-- start DATASET EXCERPTS --

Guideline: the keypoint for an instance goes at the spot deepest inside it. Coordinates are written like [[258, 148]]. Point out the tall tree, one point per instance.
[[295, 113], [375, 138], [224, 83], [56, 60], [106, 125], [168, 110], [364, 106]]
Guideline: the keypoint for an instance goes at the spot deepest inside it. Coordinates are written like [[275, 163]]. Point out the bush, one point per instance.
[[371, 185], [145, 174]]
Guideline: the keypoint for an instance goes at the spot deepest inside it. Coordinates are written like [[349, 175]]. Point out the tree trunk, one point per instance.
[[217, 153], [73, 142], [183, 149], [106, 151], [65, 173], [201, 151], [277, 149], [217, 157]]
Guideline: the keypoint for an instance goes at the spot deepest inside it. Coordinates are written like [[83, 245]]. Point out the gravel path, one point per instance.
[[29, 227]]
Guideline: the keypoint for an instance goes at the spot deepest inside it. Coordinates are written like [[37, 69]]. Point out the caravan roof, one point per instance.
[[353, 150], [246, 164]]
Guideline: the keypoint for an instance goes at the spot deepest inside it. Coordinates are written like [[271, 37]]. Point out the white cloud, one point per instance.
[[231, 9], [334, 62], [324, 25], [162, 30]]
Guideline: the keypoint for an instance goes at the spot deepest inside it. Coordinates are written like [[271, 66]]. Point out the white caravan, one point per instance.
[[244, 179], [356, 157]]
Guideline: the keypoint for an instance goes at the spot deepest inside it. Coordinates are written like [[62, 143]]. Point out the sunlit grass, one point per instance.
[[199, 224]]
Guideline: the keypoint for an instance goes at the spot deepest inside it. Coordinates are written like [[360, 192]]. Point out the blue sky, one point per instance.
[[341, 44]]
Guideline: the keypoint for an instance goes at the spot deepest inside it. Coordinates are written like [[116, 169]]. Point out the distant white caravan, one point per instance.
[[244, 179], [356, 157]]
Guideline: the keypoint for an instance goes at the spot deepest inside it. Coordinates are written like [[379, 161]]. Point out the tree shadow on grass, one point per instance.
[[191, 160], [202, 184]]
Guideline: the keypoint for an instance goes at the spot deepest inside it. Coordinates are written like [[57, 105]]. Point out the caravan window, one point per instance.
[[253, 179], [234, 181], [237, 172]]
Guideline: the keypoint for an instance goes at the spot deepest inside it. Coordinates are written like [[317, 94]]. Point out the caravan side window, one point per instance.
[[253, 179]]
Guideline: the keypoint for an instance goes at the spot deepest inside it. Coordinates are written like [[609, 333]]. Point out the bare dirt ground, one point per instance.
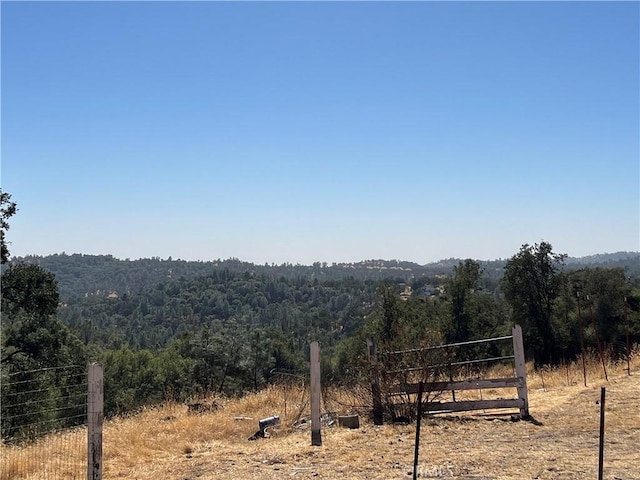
[[168, 443], [562, 444]]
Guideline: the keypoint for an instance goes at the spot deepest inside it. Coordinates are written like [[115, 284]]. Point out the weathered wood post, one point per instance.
[[601, 445], [375, 382], [95, 402], [416, 450], [521, 370], [316, 436]]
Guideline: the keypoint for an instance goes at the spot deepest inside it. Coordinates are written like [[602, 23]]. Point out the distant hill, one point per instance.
[[79, 274]]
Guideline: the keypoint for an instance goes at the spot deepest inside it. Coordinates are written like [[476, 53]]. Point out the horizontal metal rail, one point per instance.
[[452, 364], [459, 344]]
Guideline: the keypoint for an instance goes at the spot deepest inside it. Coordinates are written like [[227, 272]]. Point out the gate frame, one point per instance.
[[519, 381]]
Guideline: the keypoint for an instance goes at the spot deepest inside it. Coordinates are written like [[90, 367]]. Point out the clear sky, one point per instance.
[[321, 131]]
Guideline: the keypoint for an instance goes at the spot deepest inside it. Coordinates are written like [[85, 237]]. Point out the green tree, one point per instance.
[[531, 284], [463, 283]]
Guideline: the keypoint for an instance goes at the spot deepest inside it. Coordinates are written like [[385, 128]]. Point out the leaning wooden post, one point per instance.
[[416, 450], [375, 382], [521, 370], [601, 445], [95, 402], [316, 436]]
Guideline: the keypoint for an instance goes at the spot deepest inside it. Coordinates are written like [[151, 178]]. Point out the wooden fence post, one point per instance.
[[375, 382], [95, 402], [521, 370], [316, 436]]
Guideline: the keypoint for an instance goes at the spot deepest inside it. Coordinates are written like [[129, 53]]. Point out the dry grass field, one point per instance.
[[168, 443]]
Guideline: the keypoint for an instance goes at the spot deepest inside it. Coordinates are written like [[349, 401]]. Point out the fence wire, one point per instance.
[[43, 417]]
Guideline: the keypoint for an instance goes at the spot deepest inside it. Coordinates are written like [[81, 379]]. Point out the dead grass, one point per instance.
[[168, 443]]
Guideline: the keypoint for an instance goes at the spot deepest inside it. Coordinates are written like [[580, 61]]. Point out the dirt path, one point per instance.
[[561, 445]]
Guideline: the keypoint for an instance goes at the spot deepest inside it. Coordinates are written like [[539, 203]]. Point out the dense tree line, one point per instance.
[[175, 329]]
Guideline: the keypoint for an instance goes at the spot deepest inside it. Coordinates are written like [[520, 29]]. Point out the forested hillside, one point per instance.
[[172, 327]]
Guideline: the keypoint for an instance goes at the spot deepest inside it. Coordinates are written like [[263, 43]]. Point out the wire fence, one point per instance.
[[43, 418]]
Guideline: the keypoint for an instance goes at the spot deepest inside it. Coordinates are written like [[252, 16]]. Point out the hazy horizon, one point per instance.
[[299, 132]]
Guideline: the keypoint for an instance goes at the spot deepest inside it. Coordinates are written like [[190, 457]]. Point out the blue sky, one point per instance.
[[321, 131]]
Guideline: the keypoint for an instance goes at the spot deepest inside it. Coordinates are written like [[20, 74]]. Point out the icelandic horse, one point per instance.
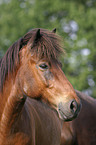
[[82, 130], [30, 70]]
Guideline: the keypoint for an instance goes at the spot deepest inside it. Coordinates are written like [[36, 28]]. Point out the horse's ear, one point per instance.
[[54, 30], [36, 35], [34, 38]]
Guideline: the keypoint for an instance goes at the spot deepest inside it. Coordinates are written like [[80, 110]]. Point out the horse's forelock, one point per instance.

-- end DATASET EXCERPTS --

WRITTEN EXERCISE
Can you recast the records above as a Markdown table with the columns Number and Record line, giving each line of the records its own numbered row? Skip blank lines and leave out the pictures.

CORRECT RESULT
| Number | Record line |
|---|---|
| 1 | Guideline: the keypoint for an instance goes at the spot deepest inside it. Coordinates are written like [[258, 148]]. Point out the tall tree, one point per instance. |
| 2 | [[295, 113], [375, 138], [224, 83], [56, 60], [106, 125], [168, 110], [364, 106]] |
| 3 | Guideline: the keypoint for an instance goes at the spot deepest inside it. Coordinates are written like [[275, 163]]. Point out the bush, one point per instance. |
| 4 | [[371, 185], [145, 174]] |
| 5 | Guideline: the keypoint for an instance goes at the spot deepest inside it. Coordinates are written like [[349, 175]]. Point out the tree trunk, one point per instance. |
| 6 | [[217, 153], [73, 142], [183, 149], [106, 151], [65, 173], [201, 151], [277, 149], [217, 157]] |
| 7 | Guideline: the keypoint for an instance goes at the spot deepest inside it. Coordinates are written like [[83, 245]]. Point out the gravel path, one point per instance. |
| 8 | [[29, 227]] |
| 9 | Guideline: the keypoint for an instance goes at the spot deepest inside it. Coordinates are written like [[37, 69]]. Point out the caravan roof, one point per instance. |
| 10 | [[353, 150], [246, 164]] |
| 11 | Guideline: the keypoint for an instance goes at the spot deepest inside it. Coordinates are written like [[271, 37]]. Point out the white cloud, one point per instance. |
| 12 | [[231, 9], [334, 62], [324, 25], [162, 30]] |
| 13 | Guideline: the keypoint for an instance goes at the spot deepest inside it. Coordinates are written like [[271, 66]]. Point out the white caravan, one point per instance. |
| 14 | [[244, 179], [356, 157]] |
| 15 | Guideline: the keypoint for an instance goes at the spot deepest inside it. Coordinates are written like [[62, 143]]. Point out the sunlit grass, one point per instance. |
| 16 | [[199, 224]] |
| 17 | Guideline: the keypoint for an instance goes at the spot deepest inside it. Coordinates are written like [[360, 192]]. Point out the blue sky, one point per instance. |
| 18 | [[341, 44]] |
| 19 | Guideline: the keypoint for an instance goes at the spot deepest inside it. Coordinates are written like [[116, 169]]. Point out the distant white caravan, one point per instance. |
| 20 | [[244, 179], [356, 157]] |
| 21 | Guideline: the keypoint for an instance goes at the spot deepest inside it. Coordinates are written like [[379, 161]]. Point out the tree shadow on grass, one point per instance. |
| 22 | [[191, 160], [202, 184]] |
| 23 | Guideline: the keypoint for an instance goes at the spot deepest inside it. Coordinates are written like [[57, 105]]. Point out the caravan window, one point per instance. |
| 24 | [[253, 179], [234, 181], [237, 172]] |
| 25 | Guideline: the keypoint for an instance goes at the spot deepest inside it. Coordinates are written like [[317, 94]]. Point out the caravan side window, one point per instance. |
| 26 | [[253, 179]] |
| 27 | Guideline: the keypoint for an instance goes at the spot deepest inside it. Coordinates are written like [[609, 333]]. Point out the bare dirt ground, one point per instance. |
| 28 | [[168, 443], [562, 444]] |
| 29 | Guideline: the keypoint for an instance goes at the spot deepest inside it. Coordinates are written like [[115, 284]]. Point out the weathered wood post, one point per instance. |
| 30 | [[601, 445], [375, 382], [95, 402], [416, 450], [521, 370], [316, 436]] |
| 31 | Guideline: the keypoint for an instance goes at the spot deepest inside it. Coordinates are written like [[602, 23]]. Point out the distant hill, one point per instance. |
| 32 | [[79, 274]] |
| 33 | Guideline: the keypoint for an instance goes at the spot deepest inside it. Coordinates are written like [[476, 53]]. Point out the horizontal metal rail, one point per instance. |
| 34 | [[452, 364], [459, 344]] |
| 35 | Guideline: the keypoint for an instance goes at the spot deepest inside it. Coordinates are written like [[227, 272]]. Point out the gate frame, one point per instance. |
| 36 | [[519, 381]] |
| 37 | Guideline: the keypoint for an instance goes at the spot deepest inside it. Coordinates are written like [[90, 367]]. Point out the clear sky, one point per instance. |
| 38 | [[321, 131]] |
| 39 | Guideline: the keypoint for an instance goes at the spot deepest inside it. Coordinates are written like [[85, 237]]. Point out the green tree, one point per instance. |
| 40 | [[531, 284], [463, 283]] |
| 41 | Guideline: the keypoint for an instance goes at the spot deepest inside it. Coordinates are written like [[385, 128]]. Point out the leaning wooden post, one point per instance. |
| 42 | [[416, 450], [375, 382], [521, 370], [601, 445], [95, 402], [316, 436]] |
| 43 | Guideline: the keypoint for an instance goes at the spot deepest inside it. Coordinates are written like [[151, 178]]. Point out the wooden fence post, one point per instance. |
| 44 | [[375, 382], [95, 402], [521, 370], [316, 436]] |
| 45 | Guideline: the keypoint for an instance goes at the spot deepest inside it. Coordinates are written like [[129, 53]]. Point out the dry grass field, one point per instance. |
| 46 | [[168, 443]] |
| 47 | Guideline: the keypoint for an instance goes at the spot deepest inside it. Coordinates are written like [[349, 401]]. Point out the fence wire, one point per instance. |
| 48 | [[43, 417]] |
| 49 | Guideline: the keypoint for an instance goes at the spot deepest inside it. Coordinates are written like [[81, 379]]. Point out the dead grass, one point per instance. |
| 50 | [[168, 443]] |
| 51 | Guideline: the keypoint for an instance goes at the spot deepest inside it. Coordinates are written like [[580, 61]]. Point out the dirt path, one point per instance. |
| 52 | [[561, 445]] |
| 53 | Guideline: the keypoint for an instance goes at the spot deepest inside it. Coordinates are written like [[539, 203]]. Point out the dense tree line, one point per instance. |
| 54 | [[175, 329]] |
| 55 | Guideline: the keypoint for an instance goes at the spot deepest inside it. Coordinates are written like [[520, 29]]. Point out the forested hillside, one point per instance. |
| 56 | [[172, 327]] |
| 57 | Guideline: the keypoint for an instance goes at the spot deepest inside it. Coordinates are written like [[263, 43]]. Point out the wire fence, one point per instance. |
| 58 | [[43, 418]] |
| 59 | Guideline: the keypoint for an instance goes at the spot deepest inside it. Coordinates are written like [[252, 16]]. Point out the hazy horizon, one point per instance. |
| 60 | [[299, 132]] |
| 61 | Guideline: the keypoint for an instance goes at the spot deepest inside it. Coordinates are written like [[190, 457]]. Point out the blue sky, one point per instance. |
| 62 | [[321, 131]] |
| 63 | Guideline: the keypoint for an instance goes at the spot deepest inside it. Coordinates are written like [[20, 74]]. Point out the icelandic horse, one point per instance. |
| 64 | [[82, 130], [30, 70]] |
| 65 | Guideline: the keypoint for an instance goes at the spot deepest inside it. Coordinates are written like [[36, 28]]. Point out the horse's ear, one point per instance. |
| 66 | [[54, 30], [36, 35], [34, 38]] |
| 67 | Guideline: the keypoint for an instance goes at the spot deepest inside it. Coordinates are written like [[80, 110]]. Point out the horse's forelock, one point per instance. |